- **TESTO ESTRATTO**
........
Non so quanti della mia generazione si sentirono orfani dopo il collasso dell’Unione Sovietica o l’apertura della Cina. Non fu il caso mio, perché da tempo questi paesi avevano cessato di essere i miei referenti, però condividevo la perplessità di quasi tutti. Andai a vivere a otto chilometri da dove era nata la mia nonna zapoteca, in un villaggio in Oaxaca. Lì ruminavo il mio sconcerto … e mi aggrappavo ai miei, ai popoli che mi fecero nascere.
Il primo gennaio del 1994 mi trovavo lì. Si è affermato con ragione che la sollevazione fu il risveglio per tutti i movimenti antisistemici. Ma vorrei affrontare il tema in termini più personali. Fu una scossa turbinosa e ingarbugliata. Vi erano cose evidenti da fare. Uscire nelle strade, ad es., per dire che non erano soli. A marzo, afferrai la mano di non so chi in un cerchio di pace nella cattedrale di San Cristóbal. Era cosa giusta. Erano gesti anonimi. Ma in aprile commisi uno sproposito: scrissi un libro sullo zapatismo … per spiegarlo. Feci di peggio: lo pubblicai.
........
- **DATI FORNITI**
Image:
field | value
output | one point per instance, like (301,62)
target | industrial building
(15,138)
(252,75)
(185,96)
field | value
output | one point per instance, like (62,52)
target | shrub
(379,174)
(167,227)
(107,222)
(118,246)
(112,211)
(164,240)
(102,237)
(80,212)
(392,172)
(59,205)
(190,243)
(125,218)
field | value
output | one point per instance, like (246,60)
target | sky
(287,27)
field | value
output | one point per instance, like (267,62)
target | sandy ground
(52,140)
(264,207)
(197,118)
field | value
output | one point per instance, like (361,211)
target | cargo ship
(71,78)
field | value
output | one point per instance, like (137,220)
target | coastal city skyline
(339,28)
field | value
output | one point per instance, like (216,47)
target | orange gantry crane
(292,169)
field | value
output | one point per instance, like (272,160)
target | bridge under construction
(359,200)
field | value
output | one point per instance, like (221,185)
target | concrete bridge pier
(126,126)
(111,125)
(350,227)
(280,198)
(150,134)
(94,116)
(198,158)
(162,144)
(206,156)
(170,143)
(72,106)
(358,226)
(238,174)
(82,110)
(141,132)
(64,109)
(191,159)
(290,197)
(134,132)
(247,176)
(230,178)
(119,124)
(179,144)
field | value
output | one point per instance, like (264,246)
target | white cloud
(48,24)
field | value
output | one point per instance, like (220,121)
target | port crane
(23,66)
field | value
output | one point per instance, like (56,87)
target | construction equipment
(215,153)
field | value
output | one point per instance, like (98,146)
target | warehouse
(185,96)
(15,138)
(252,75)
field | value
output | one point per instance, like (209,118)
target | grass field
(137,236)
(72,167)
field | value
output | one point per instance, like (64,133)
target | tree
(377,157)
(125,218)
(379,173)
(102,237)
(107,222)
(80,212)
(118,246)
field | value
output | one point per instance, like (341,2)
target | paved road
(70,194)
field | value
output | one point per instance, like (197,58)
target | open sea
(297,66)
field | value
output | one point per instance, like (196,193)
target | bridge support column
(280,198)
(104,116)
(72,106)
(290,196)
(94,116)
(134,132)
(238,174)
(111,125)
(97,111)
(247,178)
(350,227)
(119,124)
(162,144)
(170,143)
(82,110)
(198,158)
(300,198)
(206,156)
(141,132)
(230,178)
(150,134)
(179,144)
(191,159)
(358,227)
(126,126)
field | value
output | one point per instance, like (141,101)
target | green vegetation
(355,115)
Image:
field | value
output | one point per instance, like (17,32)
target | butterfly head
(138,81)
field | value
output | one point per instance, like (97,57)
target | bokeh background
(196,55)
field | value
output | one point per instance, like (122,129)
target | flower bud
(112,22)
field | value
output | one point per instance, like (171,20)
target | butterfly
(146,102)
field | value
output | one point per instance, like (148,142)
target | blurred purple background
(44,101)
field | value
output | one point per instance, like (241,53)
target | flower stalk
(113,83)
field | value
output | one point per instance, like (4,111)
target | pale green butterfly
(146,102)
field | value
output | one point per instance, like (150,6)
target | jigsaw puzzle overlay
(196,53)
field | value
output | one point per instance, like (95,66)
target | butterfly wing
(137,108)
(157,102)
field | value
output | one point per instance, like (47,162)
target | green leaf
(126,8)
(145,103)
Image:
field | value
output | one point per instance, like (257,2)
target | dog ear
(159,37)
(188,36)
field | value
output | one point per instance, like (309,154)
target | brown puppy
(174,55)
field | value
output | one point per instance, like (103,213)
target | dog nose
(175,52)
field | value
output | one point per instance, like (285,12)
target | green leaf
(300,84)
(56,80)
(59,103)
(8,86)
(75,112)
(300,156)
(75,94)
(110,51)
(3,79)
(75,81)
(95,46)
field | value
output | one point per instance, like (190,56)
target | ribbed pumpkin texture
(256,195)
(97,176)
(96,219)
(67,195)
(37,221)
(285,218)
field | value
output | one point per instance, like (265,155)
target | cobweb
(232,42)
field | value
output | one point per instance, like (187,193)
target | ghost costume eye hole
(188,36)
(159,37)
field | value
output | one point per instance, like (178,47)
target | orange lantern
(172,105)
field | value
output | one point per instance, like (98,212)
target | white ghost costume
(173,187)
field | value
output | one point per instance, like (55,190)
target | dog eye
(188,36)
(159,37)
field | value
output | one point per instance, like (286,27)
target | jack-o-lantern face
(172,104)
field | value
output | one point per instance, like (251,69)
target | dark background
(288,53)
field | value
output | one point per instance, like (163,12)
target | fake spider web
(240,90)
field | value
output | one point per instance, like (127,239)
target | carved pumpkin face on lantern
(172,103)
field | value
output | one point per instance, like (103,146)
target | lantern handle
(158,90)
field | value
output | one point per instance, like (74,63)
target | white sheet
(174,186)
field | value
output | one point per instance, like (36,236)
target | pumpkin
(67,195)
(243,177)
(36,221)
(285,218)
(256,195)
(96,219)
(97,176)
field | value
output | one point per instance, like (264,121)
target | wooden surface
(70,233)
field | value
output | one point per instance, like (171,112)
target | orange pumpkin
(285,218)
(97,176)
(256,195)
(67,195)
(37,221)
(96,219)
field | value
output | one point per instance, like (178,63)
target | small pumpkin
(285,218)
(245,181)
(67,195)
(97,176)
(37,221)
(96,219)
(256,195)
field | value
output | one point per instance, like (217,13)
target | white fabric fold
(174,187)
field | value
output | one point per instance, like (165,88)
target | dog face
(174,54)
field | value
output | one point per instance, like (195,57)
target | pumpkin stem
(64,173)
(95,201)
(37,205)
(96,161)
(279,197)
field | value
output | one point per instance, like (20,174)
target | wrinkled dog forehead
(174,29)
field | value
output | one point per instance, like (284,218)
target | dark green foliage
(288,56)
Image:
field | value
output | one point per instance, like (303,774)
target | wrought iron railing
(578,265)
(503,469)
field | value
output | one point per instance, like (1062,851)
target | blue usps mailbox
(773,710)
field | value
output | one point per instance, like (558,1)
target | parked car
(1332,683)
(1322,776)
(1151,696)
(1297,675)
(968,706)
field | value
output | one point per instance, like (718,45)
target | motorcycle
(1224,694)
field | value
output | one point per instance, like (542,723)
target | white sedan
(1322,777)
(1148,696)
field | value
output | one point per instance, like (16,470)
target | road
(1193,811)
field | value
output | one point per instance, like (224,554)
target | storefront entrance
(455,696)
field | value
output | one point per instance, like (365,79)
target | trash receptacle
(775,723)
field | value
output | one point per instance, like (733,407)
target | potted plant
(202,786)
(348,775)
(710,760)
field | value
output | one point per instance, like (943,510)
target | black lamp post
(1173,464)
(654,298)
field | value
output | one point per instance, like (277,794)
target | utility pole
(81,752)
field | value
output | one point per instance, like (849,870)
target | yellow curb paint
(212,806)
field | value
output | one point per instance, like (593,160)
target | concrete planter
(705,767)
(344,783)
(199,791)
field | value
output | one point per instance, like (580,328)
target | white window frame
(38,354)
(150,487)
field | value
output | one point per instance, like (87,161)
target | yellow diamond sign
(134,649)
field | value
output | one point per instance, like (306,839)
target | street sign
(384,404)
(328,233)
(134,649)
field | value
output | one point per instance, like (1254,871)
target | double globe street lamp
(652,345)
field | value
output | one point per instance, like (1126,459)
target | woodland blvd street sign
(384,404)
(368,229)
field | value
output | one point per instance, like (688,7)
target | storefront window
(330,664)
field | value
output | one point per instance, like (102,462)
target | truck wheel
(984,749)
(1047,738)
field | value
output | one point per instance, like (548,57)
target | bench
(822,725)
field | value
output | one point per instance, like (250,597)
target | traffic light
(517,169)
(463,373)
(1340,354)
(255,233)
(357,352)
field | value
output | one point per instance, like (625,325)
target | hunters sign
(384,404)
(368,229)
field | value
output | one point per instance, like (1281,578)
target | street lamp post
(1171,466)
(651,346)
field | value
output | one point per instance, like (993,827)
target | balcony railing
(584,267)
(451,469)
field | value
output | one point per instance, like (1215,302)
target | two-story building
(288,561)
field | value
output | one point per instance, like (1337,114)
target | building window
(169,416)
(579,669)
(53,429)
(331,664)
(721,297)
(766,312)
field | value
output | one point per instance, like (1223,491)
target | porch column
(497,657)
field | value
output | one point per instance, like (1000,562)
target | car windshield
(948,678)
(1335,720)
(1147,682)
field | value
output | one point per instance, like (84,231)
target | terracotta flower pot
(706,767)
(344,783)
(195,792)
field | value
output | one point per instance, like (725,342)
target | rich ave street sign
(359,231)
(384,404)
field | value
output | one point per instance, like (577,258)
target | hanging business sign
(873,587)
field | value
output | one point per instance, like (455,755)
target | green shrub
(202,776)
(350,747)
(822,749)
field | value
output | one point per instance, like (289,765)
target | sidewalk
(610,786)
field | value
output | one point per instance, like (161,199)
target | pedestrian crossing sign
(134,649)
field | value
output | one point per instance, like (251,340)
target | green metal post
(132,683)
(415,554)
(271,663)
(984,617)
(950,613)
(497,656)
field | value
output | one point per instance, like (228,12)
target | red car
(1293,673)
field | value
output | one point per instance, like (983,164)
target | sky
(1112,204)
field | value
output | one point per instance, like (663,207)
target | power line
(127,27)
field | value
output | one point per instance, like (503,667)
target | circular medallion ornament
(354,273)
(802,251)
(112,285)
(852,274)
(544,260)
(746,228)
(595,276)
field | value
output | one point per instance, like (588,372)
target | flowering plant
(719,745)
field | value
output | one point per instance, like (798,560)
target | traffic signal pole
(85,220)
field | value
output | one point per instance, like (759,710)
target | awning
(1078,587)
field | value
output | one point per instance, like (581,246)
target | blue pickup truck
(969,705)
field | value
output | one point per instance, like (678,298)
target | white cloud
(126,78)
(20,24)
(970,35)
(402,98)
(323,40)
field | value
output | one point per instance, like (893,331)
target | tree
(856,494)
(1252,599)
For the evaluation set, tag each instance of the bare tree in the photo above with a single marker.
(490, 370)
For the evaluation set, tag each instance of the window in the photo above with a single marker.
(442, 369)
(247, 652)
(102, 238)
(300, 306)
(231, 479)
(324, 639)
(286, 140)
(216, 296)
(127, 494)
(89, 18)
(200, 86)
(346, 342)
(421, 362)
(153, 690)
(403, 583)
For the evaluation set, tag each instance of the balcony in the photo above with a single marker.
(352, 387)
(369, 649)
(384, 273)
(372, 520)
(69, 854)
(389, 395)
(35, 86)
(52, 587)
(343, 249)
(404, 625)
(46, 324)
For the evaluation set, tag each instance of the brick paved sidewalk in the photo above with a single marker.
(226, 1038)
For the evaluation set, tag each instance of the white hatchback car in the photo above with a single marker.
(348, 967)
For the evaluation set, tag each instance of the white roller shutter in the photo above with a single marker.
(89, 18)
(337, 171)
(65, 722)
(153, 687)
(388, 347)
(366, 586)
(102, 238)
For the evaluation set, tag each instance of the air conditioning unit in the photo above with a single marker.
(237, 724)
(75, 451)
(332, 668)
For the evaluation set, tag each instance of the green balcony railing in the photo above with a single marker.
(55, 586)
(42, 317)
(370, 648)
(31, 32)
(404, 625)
........
- **DA FARE**
• a. Riscrivi in forma di elenco puntato il paragrafo del testo estratto che inizia con "Il primo gennaio del 1994", mantenendone i fatti principali.
• b. Elenca tutti i luoghi indicati con un nome proprio nel testo estratto.
• c. Secondo il testo estratto, a quanti chilometri dal luogo di nascita della nonna zapoteca andò a vivere chi scrive?
I record provengono da un'altra fonte.

- **COMPITI SVOLTI**
• a.
- Il primo gennaio 1994 chi scrive si trovava lì.
- La sollevazione è stata definita, con ragione, il risveglio per tutti i movimenti antisistemici.
- Sul piano personale fu una scossa turbinosa e ingarbugliata.
- C'erano cose evidenti da fare, come uscire nelle strade per dire che non erano soli.
- A marzo, in un cerchio di pace nella cattedrale di San Cristóbal, chi scrive afferrò la mano di qualcuno: erano gesti anonimi.
- In aprile scrisse un libro sullo zapatismo per spiegarlo e poi lo pubblicò, cosa che considera uno sproposito.

• b.
- Unione Sovietica
- Cina
- Oaxaca
- cattedrale di San Cristóbal

• c. A otto chilometri, in un villaggio in Oaxaca.